**Your instructions**
Could you render the lines of the listing below as a JSON array of strings, one string per line with blank lines left out, starting at the line that contains "segment white limestone headstone" and continuing through the end of the listing?

[Begin Record excerpts]

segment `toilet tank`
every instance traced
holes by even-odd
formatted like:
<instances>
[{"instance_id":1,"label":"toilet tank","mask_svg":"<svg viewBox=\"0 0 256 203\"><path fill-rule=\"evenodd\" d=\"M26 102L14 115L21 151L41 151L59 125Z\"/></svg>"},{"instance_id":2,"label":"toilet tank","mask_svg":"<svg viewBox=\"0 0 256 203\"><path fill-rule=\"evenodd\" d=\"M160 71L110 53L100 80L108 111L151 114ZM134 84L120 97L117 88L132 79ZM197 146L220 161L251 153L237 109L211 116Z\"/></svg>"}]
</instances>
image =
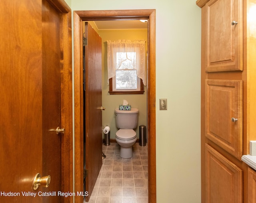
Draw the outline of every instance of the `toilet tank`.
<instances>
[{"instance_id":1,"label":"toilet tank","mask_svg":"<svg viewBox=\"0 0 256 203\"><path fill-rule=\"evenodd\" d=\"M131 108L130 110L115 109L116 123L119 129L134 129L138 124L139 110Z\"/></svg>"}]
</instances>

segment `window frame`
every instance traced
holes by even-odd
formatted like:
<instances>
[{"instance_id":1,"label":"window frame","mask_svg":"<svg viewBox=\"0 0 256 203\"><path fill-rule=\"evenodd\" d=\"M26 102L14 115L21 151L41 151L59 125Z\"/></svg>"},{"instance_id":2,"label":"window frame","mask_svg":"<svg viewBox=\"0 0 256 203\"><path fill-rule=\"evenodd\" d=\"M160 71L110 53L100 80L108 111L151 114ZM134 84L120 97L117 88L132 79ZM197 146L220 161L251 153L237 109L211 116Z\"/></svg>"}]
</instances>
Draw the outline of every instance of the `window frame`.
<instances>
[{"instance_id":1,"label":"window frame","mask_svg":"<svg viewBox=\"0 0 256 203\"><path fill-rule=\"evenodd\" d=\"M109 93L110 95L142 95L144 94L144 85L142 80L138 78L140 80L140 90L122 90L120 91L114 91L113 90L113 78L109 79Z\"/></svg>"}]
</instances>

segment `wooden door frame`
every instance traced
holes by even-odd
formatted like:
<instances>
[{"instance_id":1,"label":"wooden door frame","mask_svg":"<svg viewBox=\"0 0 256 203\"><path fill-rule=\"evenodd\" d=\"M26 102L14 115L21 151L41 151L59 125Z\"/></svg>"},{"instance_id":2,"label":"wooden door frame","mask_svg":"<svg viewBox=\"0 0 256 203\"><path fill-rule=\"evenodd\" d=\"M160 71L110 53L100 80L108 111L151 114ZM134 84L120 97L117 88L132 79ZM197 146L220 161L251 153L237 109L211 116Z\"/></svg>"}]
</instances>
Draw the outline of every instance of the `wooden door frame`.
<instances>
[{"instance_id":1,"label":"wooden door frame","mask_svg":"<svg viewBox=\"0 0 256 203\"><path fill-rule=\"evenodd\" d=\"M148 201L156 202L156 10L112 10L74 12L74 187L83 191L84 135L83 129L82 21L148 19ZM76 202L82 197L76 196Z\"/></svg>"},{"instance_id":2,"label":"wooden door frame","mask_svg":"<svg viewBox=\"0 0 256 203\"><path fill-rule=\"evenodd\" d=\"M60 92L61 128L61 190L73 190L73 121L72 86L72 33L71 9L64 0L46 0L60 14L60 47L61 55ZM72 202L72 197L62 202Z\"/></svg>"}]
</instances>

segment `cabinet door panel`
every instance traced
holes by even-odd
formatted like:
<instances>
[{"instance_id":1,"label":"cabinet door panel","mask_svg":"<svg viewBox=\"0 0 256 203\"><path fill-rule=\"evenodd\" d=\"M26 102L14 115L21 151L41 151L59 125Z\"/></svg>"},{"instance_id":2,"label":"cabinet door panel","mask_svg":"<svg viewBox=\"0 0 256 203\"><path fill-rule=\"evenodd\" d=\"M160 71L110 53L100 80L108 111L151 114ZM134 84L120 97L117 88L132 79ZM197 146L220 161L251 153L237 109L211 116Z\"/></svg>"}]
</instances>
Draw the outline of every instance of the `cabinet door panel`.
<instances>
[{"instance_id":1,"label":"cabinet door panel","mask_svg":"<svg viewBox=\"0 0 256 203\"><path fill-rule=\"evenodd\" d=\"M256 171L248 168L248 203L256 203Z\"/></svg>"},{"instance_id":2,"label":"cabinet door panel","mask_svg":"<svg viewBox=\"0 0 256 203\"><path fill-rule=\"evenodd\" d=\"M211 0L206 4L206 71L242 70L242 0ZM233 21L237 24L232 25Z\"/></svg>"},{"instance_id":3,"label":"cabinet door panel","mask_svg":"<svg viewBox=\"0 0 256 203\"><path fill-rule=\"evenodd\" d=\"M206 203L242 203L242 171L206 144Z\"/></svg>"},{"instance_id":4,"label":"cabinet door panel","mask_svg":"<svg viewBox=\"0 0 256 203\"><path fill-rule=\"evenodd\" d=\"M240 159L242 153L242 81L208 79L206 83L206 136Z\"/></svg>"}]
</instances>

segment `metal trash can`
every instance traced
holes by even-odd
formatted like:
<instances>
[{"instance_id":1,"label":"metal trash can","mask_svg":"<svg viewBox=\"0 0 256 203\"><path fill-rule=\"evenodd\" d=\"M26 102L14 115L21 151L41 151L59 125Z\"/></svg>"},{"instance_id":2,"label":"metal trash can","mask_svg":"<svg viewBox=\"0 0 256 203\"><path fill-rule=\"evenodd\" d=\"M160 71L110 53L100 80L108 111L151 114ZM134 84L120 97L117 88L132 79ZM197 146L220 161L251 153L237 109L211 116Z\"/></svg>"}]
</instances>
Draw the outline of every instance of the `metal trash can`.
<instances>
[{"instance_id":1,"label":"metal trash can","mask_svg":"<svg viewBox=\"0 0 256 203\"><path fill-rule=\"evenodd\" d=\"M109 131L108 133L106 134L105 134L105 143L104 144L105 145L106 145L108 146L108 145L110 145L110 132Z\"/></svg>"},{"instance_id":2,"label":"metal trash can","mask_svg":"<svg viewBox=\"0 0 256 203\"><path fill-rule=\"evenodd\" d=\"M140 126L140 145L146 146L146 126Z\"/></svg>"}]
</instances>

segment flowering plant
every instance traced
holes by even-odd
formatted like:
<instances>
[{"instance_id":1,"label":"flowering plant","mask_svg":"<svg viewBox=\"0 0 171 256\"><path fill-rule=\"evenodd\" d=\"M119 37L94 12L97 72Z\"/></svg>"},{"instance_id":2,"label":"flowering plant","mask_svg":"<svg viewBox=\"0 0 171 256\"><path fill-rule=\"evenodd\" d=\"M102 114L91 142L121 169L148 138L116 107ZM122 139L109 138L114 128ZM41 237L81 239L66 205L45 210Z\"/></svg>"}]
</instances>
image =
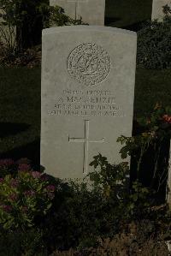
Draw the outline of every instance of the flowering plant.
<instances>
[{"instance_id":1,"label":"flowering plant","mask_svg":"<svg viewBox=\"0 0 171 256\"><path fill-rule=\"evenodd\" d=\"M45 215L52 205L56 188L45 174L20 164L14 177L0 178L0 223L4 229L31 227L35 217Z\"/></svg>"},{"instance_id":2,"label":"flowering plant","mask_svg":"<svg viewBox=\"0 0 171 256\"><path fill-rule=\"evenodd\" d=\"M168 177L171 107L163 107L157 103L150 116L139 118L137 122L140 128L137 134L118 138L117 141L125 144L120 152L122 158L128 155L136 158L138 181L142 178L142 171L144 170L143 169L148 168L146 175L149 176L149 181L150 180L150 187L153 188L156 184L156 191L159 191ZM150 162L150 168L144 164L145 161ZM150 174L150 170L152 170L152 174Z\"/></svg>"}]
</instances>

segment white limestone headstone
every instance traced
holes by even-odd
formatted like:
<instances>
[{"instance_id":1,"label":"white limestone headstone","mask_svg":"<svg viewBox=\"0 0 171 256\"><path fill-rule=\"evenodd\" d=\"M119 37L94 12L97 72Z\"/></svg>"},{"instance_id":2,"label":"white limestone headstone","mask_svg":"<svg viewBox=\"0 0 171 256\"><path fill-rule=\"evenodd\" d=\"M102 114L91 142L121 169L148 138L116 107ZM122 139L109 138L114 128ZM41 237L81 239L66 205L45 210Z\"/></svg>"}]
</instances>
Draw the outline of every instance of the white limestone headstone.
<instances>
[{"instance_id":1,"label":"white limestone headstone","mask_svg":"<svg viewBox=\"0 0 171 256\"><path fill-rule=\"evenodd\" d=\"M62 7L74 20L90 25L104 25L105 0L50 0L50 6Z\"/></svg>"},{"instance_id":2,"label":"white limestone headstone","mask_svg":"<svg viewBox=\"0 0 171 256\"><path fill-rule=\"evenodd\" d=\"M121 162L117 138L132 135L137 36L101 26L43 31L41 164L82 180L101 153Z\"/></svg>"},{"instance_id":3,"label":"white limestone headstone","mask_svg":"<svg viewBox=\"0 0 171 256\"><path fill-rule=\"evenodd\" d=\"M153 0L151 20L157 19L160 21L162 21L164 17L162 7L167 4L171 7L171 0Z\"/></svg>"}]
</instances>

[End Record excerpts]

**Result of the task**
[
  "segment white limestone headstone",
  "every instance traced",
  "holes by even-odd",
  "formatted like:",
  "<instances>",
  "[{\"instance_id\":1,\"label\":\"white limestone headstone\",\"mask_svg\":\"<svg viewBox=\\\"0 0 171 256\\\"><path fill-rule=\\\"evenodd\\\" d=\\\"M119 37L94 12L97 72Z\\\"/></svg>\"},{\"instance_id\":2,\"label\":\"white limestone headstone\",\"mask_svg\":\"<svg viewBox=\\\"0 0 171 256\\\"><path fill-rule=\\\"evenodd\\\" d=\\\"M102 114L91 142L121 169L148 138L116 107ZM122 139L109 138L114 128ZM41 237L81 239L66 205L45 210Z\\\"/></svg>\"}]",
  "</instances>",
  "Draw the outline of every instance of the white limestone headstone.",
  "<instances>",
  "[{\"instance_id\":1,\"label\":\"white limestone headstone\",\"mask_svg\":\"<svg viewBox=\\\"0 0 171 256\\\"><path fill-rule=\\\"evenodd\\\" d=\\\"M62 7L74 20L90 25L104 25L105 0L50 0L50 6Z\\\"/></svg>\"},{\"instance_id\":2,\"label\":\"white limestone headstone\",\"mask_svg\":\"<svg viewBox=\\\"0 0 171 256\\\"><path fill-rule=\\\"evenodd\\\" d=\\\"M121 162L117 138L132 135L137 36L101 26L43 31L41 164L82 180L101 153Z\\\"/></svg>\"},{\"instance_id\":3,\"label\":\"white limestone headstone\",\"mask_svg\":\"<svg viewBox=\\\"0 0 171 256\\\"><path fill-rule=\\\"evenodd\\\" d=\\\"M153 0L151 20L157 19L160 21L162 21L164 17L162 7L167 4L171 7L171 0Z\\\"/></svg>\"}]",
  "</instances>"
]